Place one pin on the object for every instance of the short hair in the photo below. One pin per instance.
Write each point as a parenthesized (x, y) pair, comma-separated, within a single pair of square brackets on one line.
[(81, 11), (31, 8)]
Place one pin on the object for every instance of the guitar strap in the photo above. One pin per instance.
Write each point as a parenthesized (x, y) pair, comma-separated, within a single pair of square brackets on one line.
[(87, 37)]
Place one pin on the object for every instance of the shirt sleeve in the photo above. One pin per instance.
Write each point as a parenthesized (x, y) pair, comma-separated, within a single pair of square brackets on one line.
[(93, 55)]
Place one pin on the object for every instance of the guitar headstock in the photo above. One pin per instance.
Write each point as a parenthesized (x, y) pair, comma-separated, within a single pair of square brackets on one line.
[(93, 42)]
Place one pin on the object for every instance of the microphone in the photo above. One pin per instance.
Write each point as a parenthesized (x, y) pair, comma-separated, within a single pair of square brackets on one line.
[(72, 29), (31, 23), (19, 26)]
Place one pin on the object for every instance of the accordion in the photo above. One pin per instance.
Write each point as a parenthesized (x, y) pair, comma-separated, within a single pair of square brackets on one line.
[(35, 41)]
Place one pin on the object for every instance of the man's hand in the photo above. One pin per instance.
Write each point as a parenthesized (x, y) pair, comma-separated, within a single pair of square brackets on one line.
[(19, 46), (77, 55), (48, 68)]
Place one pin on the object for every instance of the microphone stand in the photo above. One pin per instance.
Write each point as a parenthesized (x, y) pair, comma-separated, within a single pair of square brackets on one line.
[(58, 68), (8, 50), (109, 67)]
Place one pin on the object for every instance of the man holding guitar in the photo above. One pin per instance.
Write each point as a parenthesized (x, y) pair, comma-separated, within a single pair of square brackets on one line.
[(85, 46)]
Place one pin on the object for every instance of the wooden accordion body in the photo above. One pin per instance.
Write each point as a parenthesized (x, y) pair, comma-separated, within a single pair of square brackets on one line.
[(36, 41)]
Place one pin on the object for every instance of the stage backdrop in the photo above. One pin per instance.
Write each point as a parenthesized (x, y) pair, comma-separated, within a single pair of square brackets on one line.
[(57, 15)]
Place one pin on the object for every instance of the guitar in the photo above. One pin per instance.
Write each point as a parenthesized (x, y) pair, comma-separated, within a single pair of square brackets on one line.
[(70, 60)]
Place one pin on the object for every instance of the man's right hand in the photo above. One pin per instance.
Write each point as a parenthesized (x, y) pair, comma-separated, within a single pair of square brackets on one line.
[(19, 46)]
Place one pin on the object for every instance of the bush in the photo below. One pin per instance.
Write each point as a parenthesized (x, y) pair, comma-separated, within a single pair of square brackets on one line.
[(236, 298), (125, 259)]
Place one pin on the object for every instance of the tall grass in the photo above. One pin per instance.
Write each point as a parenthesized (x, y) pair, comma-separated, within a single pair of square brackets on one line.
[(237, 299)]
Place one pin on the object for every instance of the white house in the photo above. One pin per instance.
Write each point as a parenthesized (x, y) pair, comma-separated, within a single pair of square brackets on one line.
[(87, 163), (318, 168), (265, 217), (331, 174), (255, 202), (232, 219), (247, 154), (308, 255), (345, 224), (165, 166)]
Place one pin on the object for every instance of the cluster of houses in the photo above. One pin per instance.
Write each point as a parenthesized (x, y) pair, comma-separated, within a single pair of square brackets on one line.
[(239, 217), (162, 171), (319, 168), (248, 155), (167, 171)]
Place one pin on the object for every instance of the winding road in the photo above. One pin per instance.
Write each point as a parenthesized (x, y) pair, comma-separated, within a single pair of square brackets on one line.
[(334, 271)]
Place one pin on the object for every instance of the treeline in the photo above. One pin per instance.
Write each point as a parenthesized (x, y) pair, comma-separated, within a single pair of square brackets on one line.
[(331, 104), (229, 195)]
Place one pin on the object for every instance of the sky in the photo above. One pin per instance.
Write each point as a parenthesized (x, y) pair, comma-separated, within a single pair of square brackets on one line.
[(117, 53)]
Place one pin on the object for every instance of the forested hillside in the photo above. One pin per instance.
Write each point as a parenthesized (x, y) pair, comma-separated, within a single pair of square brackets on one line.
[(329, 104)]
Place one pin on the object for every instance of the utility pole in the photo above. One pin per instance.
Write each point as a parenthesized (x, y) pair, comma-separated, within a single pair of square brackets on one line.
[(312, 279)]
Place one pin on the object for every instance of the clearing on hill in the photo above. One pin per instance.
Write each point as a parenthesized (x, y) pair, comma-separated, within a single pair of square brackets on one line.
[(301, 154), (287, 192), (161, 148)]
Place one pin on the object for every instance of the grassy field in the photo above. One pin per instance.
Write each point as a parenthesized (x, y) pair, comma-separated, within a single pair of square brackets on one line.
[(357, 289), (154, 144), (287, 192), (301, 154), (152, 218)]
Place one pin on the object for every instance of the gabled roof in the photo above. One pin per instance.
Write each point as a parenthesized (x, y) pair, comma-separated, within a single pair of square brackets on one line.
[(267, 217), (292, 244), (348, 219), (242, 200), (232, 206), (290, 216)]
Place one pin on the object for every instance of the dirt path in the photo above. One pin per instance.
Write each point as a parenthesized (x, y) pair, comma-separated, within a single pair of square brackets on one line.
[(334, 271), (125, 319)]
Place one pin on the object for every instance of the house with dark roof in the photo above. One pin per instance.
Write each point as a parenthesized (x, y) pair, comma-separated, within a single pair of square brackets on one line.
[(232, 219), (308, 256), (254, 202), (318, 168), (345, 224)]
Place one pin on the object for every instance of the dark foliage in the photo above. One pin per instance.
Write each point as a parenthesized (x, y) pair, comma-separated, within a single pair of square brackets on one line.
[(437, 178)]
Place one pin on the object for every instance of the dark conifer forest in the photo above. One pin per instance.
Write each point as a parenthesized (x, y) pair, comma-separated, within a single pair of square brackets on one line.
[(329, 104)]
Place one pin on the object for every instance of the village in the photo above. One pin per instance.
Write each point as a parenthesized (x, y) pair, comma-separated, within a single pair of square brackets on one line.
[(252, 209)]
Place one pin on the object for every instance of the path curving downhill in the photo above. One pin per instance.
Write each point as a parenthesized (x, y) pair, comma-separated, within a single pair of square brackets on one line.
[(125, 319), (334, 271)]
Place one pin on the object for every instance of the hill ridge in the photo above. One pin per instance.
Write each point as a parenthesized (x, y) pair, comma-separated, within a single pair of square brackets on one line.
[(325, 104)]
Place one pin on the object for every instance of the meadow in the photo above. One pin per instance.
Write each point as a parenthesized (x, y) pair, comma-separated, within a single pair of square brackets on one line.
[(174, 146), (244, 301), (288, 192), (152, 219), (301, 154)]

What you are asked to do
Scale the rows from the line with "of the cluster" up to and including the line with "[(312, 279)]", and output only those lines. Keep the requests unchanged, and multiply every coordinate in the answers by 1.1, rounding each to a whole number with halves rounded up.

Written answer
Place one pin on the object for every instance of the cluster of houses in the photo above. One pin per instance.
Write each point as a parenthesized (x, y) pair, comma-separated, within a single pair of square brackets on one line.
[(263, 239), (178, 188), (351, 185), (273, 171), (184, 188)]
Place one pin on the object for every instance of the winding road in the photo above. One pin per instance.
Write each point as a parenthesized (x, y) pair, comma-separated, within a single pair of square brackets on one line.
[(367, 298)]
Place one pin on the object for every instance of the treeline in the photo above. One pin per instance.
Write each point as a parenthesized (x, y) pair, comma-separated, within a single pair of square brackets on one line.
[(364, 114), (252, 215)]
Place one pin on the object for every instance of the sky in the photo above. One pin per instance.
Write each point as a parenthesized (x, y) pair, comma-separated, within a single pair of square brackets on one line.
[(129, 58)]
Place one pin on the object for every instance of the forested hillside in the photo above. One pin per instance.
Write each point as a parenthesized (x, y) pair, comma-separated, within a single pair of square brackets on one line.
[(362, 114)]
Place one pin on the object for every instance of the utility pole in the photo above. One pin per instance.
Write each point as a parenthesized (x, y) pair, comma-separated, within a single pair of square brackets on one line.
[(343, 307)]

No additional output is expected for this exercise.